Provided data:
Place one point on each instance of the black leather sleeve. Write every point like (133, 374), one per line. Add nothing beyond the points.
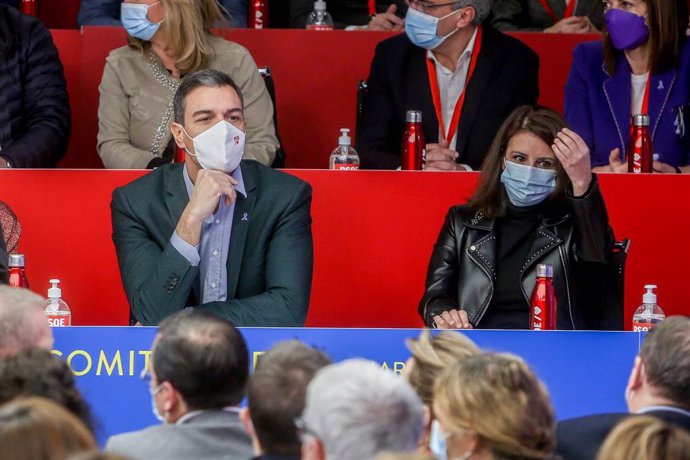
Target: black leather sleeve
(593, 235)
(442, 275)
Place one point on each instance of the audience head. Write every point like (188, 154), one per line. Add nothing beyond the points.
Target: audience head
(182, 27)
(276, 393)
(22, 321)
(36, 428)
(431, 354)
(493, 406)
(199, 361)
(666, 22)
(645, 438)
(36, 372)
(525, 138)
(355, 410)
(661, 372)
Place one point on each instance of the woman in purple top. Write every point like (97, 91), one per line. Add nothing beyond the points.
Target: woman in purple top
(642, 65)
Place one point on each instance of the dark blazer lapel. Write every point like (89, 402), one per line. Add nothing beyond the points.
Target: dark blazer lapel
(543, 241)
(659, 92)
(240, 225)
(483, 250)
(617, 91)
(475, 91)
(176, 197)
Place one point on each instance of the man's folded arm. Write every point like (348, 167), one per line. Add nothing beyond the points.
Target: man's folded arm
(288, 273)
(157, 280)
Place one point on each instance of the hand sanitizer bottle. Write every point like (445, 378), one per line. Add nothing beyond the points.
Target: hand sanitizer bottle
(57, 311)
(649, 313)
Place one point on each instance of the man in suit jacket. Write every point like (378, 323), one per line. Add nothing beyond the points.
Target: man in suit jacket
(446, 62)
(198, 372)
(658, 386)
(231, 238)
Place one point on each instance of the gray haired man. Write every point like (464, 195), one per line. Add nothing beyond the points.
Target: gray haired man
(22, 322)
(355, 410)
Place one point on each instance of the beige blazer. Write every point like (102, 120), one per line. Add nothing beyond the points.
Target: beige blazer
(135, 109)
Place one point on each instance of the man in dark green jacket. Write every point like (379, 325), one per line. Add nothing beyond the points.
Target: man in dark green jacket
(214, 233)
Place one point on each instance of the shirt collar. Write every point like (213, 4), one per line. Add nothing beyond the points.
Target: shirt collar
(468, 51)
(236, 174)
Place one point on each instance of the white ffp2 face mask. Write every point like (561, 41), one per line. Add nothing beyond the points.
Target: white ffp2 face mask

What you need to do:
Reproduce all of the records with every occurrence of "hand sanitizer bottle" renamed to "sanitizer dispenser" and all else left unchanged. Omit the pictures from your answer.

Response:
Place one point on each instance of the black leather sleeve. Write every point like (133, 374), one per line. Add nothing beyond the points.
Target: black leather sleeve
(593, 235)
(442, 275)
Place one point on each instance of the audience head. Write every point like (188, 154), one per line. Add nothing beyond the points.
Target: audience head
(182, 27)
(276, 393)
(22, 321)
(36, 428)
(431, 354)
(493, 406)
(199, 361)
(666, 22)
(645, 438)
(36, 372)
(525, 138)
(355, 410)
(661, 372)
Place one point on each instance of the woman in purple top. Write every point like (97, 91), one per line. Add nothing beyond the points.
Target: woman in purple top
(642, 65)
Place one point on each instance of the dark blazer lapel. Write every point like (89, 402), one per line. Add nothing beyond the points.
Target: dark blazer lapel
(543, 241)
(659, 92)
(240, 225)
(483, 250)
(617, 91)
(475, 91)
(176, 197)
Place one point on each instance of the man's folded arm. Write every point like (348, 167), one per line. Add nothing beyond the points.
Target: man's folded arm
(288, 273)
(157, 280)
Place one point on each instance of the sanitizer dispenser. Write every point like (445, 378), one per line. Add nothing beyond the points.
Target: sanitizer dispenser
(57, 311)
(649, 313)
Place one point on each instance of the man in suit jacket. Write every point like (378, 323), one per line. Add nothing beyond the points.
Target: man in suit jacket
(446, 62)
(198, 372)
(658, 386)
(231, 238)
Place one point on each instance of the gray haired man. Write every point like (464, 195), one per line. Add nothing beyond the points.
Target: gray haired man
(22, 322)
(355, 410)
Place one point on each instance of the beige blazer. Write every point like (102, 120), one per line. Add nothing beyond the points.
Target: beige blazer
(135, 109)
Place one point on each instance of the man in dark green jacket. Write every point like (379, 325), one per line. Add nothing beyond the points.
Target: man in dark green jacket
(214, 233)
Place one point on each instance of the shirt collar. Write every point like (213, 4), one per line. Add nothing beyond the points.
Target: shirt collar
(468, 51)
(236, 174)
Place one point on each instance of the white ffp2 face mask. Write every point like (561, 41), one per line. Add nothing beyond the points.
Target: white ffp2 face mask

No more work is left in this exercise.